*What the exercise asks*: Begin with the line that contains "Trace the outline of every instance of the arched" and transcribe each line after it, up to and including the last line of the listing below.

*Information provided*:
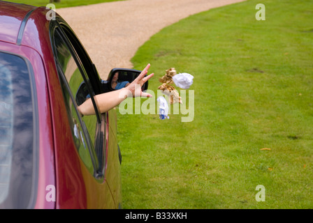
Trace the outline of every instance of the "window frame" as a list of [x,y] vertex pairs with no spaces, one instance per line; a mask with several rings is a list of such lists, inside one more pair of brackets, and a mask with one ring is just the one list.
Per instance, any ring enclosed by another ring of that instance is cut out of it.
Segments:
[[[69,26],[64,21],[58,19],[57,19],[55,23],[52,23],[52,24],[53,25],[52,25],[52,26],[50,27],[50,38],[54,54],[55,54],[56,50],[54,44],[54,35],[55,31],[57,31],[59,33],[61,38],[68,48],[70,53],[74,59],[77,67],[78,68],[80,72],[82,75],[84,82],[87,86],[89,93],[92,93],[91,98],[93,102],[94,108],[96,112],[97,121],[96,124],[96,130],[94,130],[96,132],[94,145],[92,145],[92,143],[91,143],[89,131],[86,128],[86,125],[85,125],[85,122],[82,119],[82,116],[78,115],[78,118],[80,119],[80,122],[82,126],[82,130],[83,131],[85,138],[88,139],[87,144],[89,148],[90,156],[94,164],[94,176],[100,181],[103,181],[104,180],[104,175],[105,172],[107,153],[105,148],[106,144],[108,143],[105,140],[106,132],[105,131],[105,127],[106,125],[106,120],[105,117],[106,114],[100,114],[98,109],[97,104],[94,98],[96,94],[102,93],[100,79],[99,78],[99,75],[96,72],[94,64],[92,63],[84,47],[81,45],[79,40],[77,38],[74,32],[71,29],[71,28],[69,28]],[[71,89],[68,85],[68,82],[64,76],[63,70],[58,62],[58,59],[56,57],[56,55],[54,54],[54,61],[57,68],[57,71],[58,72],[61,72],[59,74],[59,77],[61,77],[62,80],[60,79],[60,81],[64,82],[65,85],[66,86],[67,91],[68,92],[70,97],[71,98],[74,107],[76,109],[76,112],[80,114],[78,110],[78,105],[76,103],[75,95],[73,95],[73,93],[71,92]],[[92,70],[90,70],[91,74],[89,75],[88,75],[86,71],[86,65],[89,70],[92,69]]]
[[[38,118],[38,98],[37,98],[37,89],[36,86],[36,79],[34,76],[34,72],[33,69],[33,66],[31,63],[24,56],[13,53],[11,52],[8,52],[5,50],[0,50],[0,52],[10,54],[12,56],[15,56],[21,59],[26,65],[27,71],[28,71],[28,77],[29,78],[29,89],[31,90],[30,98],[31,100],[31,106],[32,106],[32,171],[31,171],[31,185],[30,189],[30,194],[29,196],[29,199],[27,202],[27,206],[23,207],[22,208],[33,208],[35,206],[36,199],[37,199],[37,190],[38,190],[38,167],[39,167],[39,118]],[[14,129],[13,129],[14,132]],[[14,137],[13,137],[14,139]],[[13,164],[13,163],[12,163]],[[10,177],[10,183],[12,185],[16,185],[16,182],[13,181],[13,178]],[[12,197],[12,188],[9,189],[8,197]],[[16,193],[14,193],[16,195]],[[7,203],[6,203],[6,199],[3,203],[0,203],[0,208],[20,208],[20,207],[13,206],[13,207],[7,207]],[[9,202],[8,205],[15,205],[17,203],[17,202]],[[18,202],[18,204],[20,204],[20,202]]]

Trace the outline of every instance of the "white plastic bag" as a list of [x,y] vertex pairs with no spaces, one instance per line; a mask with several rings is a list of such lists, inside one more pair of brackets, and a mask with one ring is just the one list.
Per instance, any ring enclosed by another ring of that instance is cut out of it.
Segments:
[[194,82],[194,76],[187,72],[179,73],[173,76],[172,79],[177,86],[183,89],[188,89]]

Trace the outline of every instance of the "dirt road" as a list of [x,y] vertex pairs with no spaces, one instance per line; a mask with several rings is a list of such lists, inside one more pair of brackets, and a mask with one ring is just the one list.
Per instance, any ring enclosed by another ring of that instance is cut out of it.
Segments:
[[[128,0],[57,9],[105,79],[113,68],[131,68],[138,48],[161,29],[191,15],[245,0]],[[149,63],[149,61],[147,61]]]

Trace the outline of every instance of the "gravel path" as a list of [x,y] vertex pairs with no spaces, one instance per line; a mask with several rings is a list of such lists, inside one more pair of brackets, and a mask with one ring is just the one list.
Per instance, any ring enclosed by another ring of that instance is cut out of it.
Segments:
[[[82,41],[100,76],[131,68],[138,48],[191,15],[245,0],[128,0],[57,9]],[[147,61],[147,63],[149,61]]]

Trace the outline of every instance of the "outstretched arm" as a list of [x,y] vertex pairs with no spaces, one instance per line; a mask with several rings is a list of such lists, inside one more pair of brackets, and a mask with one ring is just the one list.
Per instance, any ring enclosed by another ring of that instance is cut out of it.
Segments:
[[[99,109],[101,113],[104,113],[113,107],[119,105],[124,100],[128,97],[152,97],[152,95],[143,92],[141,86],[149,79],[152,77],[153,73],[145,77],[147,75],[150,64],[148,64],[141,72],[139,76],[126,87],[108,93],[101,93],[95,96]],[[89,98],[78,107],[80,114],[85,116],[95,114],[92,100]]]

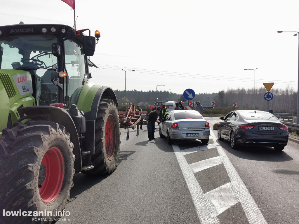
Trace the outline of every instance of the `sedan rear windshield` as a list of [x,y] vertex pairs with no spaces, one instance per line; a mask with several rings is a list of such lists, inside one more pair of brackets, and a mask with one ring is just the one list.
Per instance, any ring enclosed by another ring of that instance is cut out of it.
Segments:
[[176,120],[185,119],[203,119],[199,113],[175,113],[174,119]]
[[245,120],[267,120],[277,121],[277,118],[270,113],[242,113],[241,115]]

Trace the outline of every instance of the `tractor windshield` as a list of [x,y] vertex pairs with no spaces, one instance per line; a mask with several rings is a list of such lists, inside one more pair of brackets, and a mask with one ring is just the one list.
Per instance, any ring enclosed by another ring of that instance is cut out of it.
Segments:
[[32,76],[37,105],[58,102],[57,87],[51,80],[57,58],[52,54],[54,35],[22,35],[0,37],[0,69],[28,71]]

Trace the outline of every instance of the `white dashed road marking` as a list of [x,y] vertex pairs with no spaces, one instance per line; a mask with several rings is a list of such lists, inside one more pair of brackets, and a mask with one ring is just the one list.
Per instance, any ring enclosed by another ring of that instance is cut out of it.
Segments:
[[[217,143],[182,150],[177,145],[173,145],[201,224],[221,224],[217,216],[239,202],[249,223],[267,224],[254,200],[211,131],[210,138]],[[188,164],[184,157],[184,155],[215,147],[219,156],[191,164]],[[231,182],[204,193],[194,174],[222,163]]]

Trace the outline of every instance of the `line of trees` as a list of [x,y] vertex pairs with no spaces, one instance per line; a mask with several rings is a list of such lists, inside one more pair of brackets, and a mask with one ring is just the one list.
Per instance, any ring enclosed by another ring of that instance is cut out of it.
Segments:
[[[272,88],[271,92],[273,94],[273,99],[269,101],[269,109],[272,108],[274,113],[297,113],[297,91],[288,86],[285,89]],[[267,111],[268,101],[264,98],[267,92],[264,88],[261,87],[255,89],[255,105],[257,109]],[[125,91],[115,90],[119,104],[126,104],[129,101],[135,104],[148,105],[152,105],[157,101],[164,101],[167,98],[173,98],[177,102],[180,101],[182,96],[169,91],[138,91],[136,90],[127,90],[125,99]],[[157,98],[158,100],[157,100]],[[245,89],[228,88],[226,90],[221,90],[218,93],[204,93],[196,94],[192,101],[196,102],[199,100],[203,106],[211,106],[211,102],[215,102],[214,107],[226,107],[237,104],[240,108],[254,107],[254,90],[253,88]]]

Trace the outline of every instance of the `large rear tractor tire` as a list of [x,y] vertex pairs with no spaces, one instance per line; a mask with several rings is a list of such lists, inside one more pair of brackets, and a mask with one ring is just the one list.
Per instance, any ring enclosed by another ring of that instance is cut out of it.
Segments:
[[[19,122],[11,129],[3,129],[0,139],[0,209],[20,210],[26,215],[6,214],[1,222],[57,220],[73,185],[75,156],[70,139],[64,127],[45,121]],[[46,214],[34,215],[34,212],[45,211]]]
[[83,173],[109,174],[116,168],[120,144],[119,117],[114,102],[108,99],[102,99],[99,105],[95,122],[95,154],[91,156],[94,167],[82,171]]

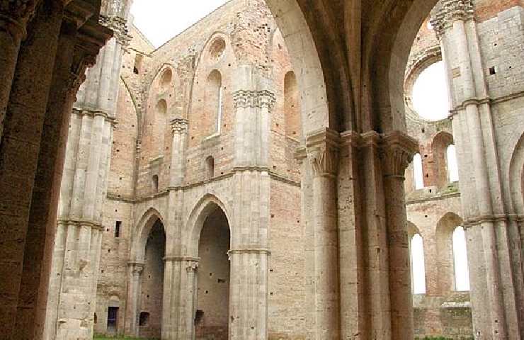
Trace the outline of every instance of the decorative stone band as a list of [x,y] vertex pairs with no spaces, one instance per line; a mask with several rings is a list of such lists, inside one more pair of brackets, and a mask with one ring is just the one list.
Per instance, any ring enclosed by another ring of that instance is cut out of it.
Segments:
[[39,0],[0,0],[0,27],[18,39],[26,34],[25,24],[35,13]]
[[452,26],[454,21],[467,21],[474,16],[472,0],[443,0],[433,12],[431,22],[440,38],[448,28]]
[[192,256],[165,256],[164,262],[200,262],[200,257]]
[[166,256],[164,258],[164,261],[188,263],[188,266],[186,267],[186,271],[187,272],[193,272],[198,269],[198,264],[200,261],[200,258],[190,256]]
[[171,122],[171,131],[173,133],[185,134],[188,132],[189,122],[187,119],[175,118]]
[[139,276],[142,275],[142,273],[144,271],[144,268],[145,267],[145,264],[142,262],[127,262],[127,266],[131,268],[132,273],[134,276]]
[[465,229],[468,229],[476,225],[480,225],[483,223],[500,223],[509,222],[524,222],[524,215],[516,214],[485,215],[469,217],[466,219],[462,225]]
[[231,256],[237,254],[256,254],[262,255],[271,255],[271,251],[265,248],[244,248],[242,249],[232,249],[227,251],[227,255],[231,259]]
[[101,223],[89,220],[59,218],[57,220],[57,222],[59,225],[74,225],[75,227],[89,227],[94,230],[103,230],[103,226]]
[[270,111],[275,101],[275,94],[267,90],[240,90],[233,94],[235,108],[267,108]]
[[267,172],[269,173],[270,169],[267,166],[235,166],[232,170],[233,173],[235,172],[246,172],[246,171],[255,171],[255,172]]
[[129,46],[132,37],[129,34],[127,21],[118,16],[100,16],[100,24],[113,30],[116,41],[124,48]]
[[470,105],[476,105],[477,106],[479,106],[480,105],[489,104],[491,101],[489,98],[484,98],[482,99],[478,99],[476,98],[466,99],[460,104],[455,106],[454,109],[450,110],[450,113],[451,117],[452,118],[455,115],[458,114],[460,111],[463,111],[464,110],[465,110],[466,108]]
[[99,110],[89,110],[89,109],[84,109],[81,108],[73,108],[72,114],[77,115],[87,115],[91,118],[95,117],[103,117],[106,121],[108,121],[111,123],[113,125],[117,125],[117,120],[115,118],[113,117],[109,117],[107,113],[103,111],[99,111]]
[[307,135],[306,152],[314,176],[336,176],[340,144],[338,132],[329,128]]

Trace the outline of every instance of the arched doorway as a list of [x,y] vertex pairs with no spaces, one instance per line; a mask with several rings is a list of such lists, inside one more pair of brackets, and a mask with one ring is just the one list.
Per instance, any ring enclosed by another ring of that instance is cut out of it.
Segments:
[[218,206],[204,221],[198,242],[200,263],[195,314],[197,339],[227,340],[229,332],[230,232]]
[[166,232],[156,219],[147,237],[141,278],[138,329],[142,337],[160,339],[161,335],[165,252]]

*Correct response*:
Trace the outline of every instance of the arched doorway as a list of [x,y] vertex pairs with no spaces, one instance per line; a mask with several rings is a list of such lists, inside one more pair of brackets, and a mask with one ring is just the one list.
Per instance, any ring enclosed by another ring of that instance is cut out of it.
Segments:
[[218,206],[204,221],[198,242],[200,263],[195,314],[197,339],[227,340],[229,332],[230,232]]
[[166,232],[156,219],[147,237],[141,278],[138,329],[142,337],[160,339],[161,335],[165,252]]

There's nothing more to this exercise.